PAGE EXCERPT >>
____________________

"Liechtensteiner Polka" is a song written by Edmund Kötscher and Rudi Lindt and performed by Will Glahé and His Orchestra. It reached #16 on the U.S. pop chart in 1957.

Other charting versions
Lawrence Welk and His Orchestra released a version of the song which reached #62 on the U.S. pop chart in 1957.

Other versions
The Big Ben Banjo Band released a version of the song sung in English as a single in the UK in 1957, but it did not chart.
Li'l Wally released a version of the song as a single in 1957, but it did not chart.
Horst Wende and His Polka Boys released a version of the song as a single in 1957, but it did not chart.
Frankie Yankovic and His Yanks released a version of the song on their 1959 EP The All-Time Great Polkas Vol. 3.
Bob Kames released a version of the song as the B-side to his 1960 single "Lili Marlene".

____________________

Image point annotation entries
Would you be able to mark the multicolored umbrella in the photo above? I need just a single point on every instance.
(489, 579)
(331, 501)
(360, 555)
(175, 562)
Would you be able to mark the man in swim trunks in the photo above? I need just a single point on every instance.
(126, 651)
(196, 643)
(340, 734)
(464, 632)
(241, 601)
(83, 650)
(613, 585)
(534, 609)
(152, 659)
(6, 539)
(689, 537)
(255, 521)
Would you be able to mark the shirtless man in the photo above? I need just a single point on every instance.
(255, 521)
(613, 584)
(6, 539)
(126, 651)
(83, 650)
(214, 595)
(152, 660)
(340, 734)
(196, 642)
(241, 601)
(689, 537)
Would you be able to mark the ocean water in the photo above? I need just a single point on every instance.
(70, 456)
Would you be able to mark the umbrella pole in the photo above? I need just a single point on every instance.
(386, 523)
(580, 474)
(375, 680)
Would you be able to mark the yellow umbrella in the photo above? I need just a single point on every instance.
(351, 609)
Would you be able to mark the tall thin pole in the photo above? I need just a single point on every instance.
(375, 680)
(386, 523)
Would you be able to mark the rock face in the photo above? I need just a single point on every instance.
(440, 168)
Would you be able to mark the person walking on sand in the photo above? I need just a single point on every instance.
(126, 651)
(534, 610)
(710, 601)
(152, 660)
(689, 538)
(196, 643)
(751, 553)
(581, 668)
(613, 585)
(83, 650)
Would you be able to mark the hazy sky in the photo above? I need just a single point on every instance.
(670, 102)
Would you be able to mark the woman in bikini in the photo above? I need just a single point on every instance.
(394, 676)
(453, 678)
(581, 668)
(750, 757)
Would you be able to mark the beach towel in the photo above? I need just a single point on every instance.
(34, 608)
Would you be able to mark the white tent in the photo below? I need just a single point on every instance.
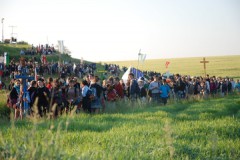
(125, 75)
(137, 73)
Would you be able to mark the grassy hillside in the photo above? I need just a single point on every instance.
(14, 52)
(218, 66)
(198, 130)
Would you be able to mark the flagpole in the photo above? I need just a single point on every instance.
(138, 60)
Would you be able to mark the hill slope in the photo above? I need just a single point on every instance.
(218, 66)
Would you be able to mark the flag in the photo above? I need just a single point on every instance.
(35, 74)
(167, 63)
(74, 67)
(141, 57)
(6, 58)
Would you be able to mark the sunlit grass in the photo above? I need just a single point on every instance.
(206, 129)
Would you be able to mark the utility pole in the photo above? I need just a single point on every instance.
(2, 31)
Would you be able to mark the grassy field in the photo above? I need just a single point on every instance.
(205, 129)
(14, 52)
(218, 66)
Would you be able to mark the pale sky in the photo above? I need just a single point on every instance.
(112, 30)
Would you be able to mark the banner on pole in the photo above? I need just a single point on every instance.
(167, 63)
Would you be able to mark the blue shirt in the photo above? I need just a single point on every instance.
(164, 90)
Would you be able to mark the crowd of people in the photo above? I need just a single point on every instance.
(40, 49)
(78, 86)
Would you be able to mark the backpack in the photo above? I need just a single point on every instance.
(91, 94)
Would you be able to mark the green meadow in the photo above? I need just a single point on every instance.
(197, 129)
(218, 66)
(194, 129)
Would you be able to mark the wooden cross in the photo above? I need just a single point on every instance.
(204, 64)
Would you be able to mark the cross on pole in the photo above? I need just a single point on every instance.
(204, 64)
(24, 76)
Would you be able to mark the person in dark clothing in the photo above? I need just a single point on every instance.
(31, 91)
(86, 102)
(43, 96)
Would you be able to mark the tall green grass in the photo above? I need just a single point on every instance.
(218, 65)
(205, 129)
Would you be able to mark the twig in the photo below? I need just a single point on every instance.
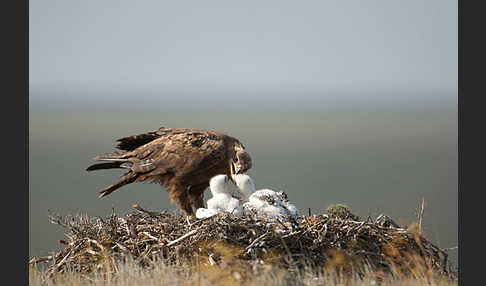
(255, 241)
(142, 210)
(192, 232)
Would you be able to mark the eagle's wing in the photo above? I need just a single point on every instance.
(183, 152)
(179, 152)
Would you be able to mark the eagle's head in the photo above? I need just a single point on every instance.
(241, 162)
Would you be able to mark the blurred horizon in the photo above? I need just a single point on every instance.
(337, 101)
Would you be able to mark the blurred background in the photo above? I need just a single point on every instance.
(350, 102)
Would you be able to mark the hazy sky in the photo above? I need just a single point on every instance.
(233, 45)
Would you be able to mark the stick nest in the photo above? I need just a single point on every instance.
(327, 241)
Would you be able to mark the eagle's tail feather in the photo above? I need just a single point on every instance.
(115, 156)
(127, 179)
(109, 165)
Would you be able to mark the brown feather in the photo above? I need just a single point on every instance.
(180, 159)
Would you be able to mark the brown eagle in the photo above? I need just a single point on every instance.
(179, 159)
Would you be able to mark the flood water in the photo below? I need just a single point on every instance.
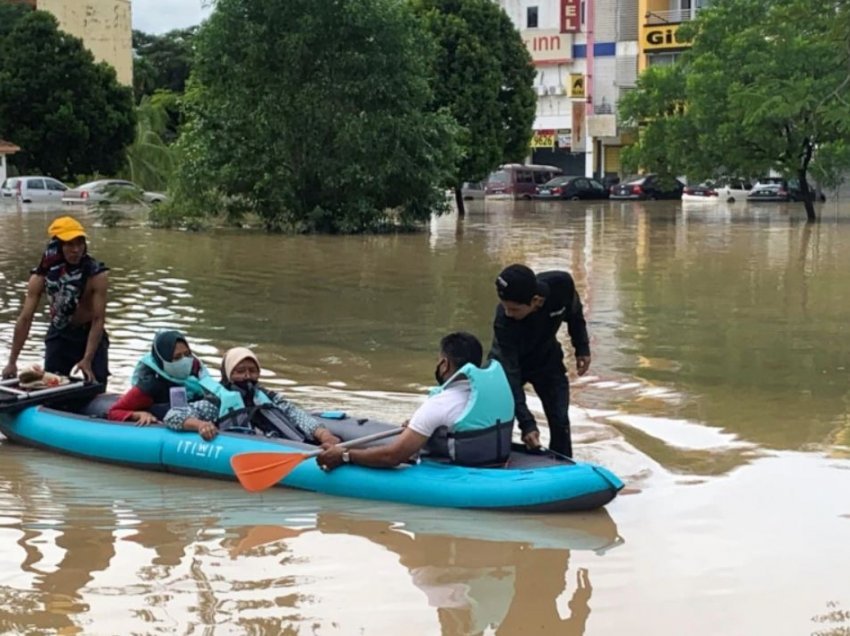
(719, 391)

____________________

EXERCISE REQUIREMENTS >>
A. In the Liechtensteiner Polka text, what position did the Lawrence Welk and His Orchestra version reach on the U.S. pop chart?
B. From the Liechtensteiner Polka text, output the passage that begins at the words "Horst Wende and" and stops after "Polkas Vol. 3.".

ANSWERS FOR THIS EXERCISE >>
A. #62

B.
Horst Wende and His Polka Boys released a version of the song as a single in 1957, but it did not chart.
Frankie Yankovic and His Yanks released a version of the song on their 1959 EP The All-Time Great Polkas Vol. 3.